Consistent with certain embodiments, the command center 112 provides an interface that allows user devices 118 access to data received from endpoints 102. For example, the user devices 118 might be owned by utility provider operator, maintenance personnel and/or customers of the utility provider. For example, data identifying the increased power usage described above can be provided to a user device 118 accessible by the network operator, who can, in turn, determine an appropriate action regarding the increased usage. Additionally, data identifying a time-of-use measure and/or a peak demand measure can also be provided to user devices 118. Similarly, if there has been a power outage, the command center 112 can provide data to user devices 118 that are accessible by customers to provide information regarding the existence of the outage and potentially provide information estimating the duration of the outage.

The data network 110 can be a wide area network (WAN), local area network (LAN), the Internet, or any other communications network. The data network 110 can be implemented as a wired or wireless network. Wired networks can include any media-constrained networks including, but not limited to, networks implemented using metallic wire conductors, fiber optic materials, or waveguides. Wireless networks include all free-space propagation networks including, but not limited to, networks implemented using radio wave and free-space optical networks.

Symbols from a particular endpoint may be transmitted over any one of thousands of communications channels in a PLC system. For example, each endpoint can be assigned a particular channel using OFDMA or another channel allocation technique. Channel assignments for the endpoints 102a-102c, 102d-102f that communicate with particular collectors 104a, 104b can be stored for access by the command center 112 and/or the collectors 104a, 104b.

_INFORMATION SHOWN_
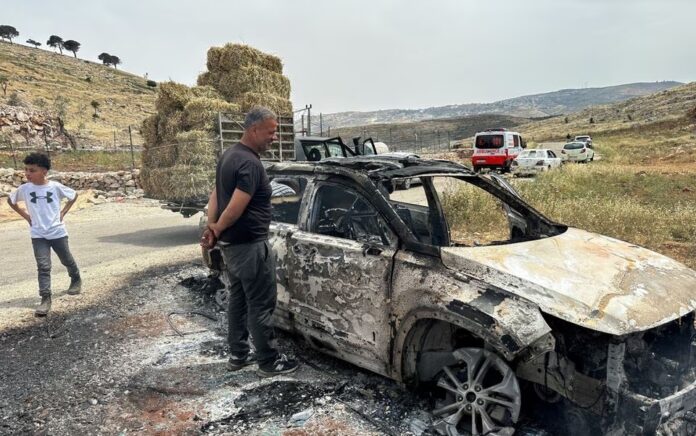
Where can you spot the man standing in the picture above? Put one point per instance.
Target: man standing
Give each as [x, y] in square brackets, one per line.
[239, 215]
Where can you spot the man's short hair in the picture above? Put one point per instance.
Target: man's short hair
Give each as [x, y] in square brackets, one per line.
[258, 114]
[38, 159]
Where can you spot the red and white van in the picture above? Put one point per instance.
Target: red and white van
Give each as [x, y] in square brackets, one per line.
[496, 149]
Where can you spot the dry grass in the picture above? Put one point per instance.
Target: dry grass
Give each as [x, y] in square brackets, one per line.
[89, 161]
[655, 208]
[43, 78]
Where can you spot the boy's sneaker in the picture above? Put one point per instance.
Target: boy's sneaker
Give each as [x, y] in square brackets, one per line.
[44, 307]
[282, 365]
[75, 286]
[235, 363]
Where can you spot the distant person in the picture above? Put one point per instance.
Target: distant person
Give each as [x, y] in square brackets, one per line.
[239, 216]
[42, 199]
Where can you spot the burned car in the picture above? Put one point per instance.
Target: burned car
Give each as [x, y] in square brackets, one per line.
[459, 287]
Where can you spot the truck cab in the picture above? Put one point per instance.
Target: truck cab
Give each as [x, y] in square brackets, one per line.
[496, 149]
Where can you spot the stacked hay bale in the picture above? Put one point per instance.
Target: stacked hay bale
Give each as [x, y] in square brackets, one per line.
[180, 139]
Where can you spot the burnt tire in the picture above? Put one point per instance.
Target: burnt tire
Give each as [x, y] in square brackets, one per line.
[478, 394]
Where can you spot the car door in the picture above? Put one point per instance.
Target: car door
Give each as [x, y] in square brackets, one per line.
[339, 276]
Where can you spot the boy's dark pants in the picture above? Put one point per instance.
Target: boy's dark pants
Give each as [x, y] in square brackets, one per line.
[251, 269]
[42, 253]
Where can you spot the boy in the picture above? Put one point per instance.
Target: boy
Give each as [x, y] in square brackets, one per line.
[42, 201]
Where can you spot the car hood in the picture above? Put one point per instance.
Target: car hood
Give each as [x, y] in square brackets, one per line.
[588, 279]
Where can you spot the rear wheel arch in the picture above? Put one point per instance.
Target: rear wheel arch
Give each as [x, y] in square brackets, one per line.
[422, 328]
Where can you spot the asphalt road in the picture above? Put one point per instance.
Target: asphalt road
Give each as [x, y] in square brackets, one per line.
[110, 242]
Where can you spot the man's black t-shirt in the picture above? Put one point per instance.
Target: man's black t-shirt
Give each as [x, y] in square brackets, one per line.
[240, 168]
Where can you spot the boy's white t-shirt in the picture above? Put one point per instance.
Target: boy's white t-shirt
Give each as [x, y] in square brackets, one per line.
[43, 204]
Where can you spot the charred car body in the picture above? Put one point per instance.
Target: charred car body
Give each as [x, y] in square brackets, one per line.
[602, 327]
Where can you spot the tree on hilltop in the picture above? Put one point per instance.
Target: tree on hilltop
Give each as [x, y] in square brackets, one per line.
[108, 59]
[72, 45]
[55, 41]
[105, 58]
[8, 32]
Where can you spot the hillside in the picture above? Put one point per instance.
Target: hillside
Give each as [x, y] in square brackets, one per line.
[528, 106]
[661, 127]
[430, 133]
[46, 81]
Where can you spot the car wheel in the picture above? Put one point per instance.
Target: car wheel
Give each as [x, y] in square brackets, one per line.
[480, 395]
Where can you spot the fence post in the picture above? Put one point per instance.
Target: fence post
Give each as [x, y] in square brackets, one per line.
[130, 135]
[14, 157]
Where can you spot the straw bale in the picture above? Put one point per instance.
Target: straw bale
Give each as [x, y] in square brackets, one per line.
[251, 79]
[201, 112]
[148, 130]
[205, 79]
[171, 124]
[196, 148]
[172, 97]
[158, 155]
[178, 183]
[280, 106]
[232, 57]
[205, 91]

_TO BE DONE_
a) Write out the utility network text from "The data network 110 can be a" up to and including "free-space optical networks.".
b) Answer these questions from the utility network text:
(i) What are the two ways the data network 110 can be implemented?
(ii) What channel allocation technique is named as a way to assign each endpoint a channel?
(iii) During a power outage, what besides the outage's existence might the command center tell customers?
The listing isn't needed here.

_ANSWERS TO THE EXERCISE_
a)
The data network 110 can be a wide area network (WAN), local area network (LAN), the Internet, or any other communications network. The data network 110 can be implemented as a wired or wireless network. Wired networks can include any media-constrained networks including, but not limited to, networks implemented using metallic wire conductors, fiber optic materials, or waveguides. Wireless networks include all free-space propagation networks including, but not limited to, networks implemented using radio wave and free-space optical networks.

b)
(i) As a wired or wireless network.
(ii) OFDMA.
(iii) An estimate of how long the outage will last.